- [TASK PROMPT] Retype every line of the rows below character for character, and leave the pictures out.

- [Source rows]

┌──

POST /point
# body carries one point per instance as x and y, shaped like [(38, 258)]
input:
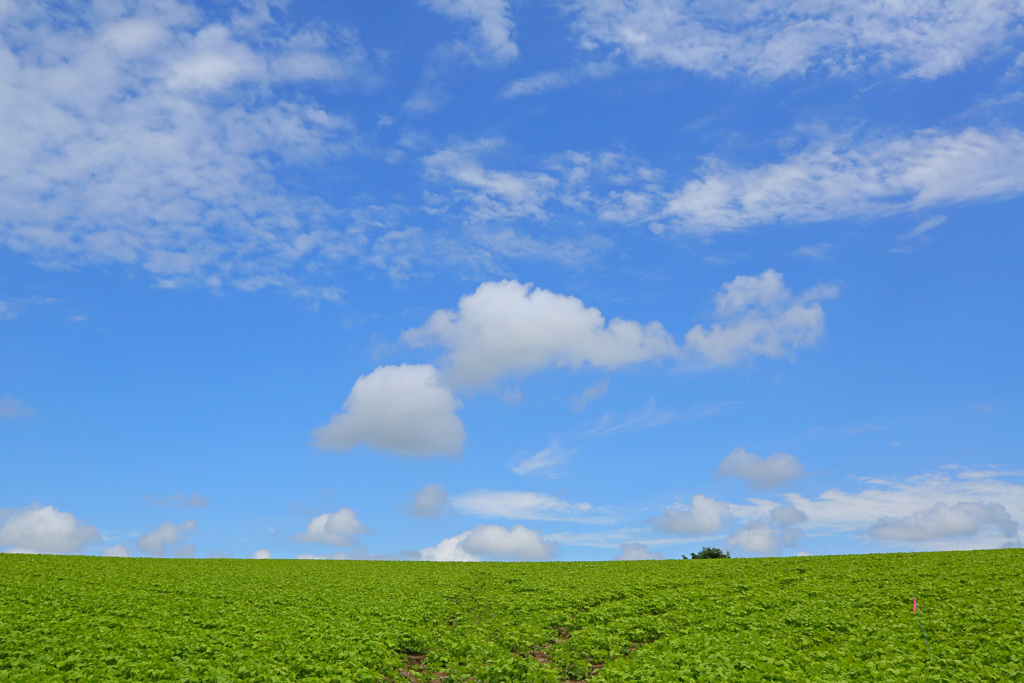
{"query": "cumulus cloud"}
[(168, 537), (768, 40), (178, 501), (637, 551), (946, 521), (142, 134), (507, 327), (772, 471), (336, 528), (45, 529), (450, 550), (493, 34), (759, 316), (517, 543), (542, 462), (406, 409), (522, 505), (704, 516), (786, 515), (12, 408), (430, 501), (835, 178), (119, 550), (491, 542), (763, 539)]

└──

- [RIGHT ANSWER]
POST /point
# body carries one point per instance as x and y, shaped like [(38, 258)]
input:
{"query": "cumulus cloud"}
[(168, 537), (768, 40), (178, 501), (637, 551), (946, 521), (142, 134), (507, 327), (772, 471), (336, 528), (45, 529), (450, 550), (493, 34), (759, 316), (517, 543), (542, 462), (406, 409), (522, 505), (704, 516), (786, 515), (12, 408), (430, 501), (835, 178), (119, 550), (491, 542), (763, 539)]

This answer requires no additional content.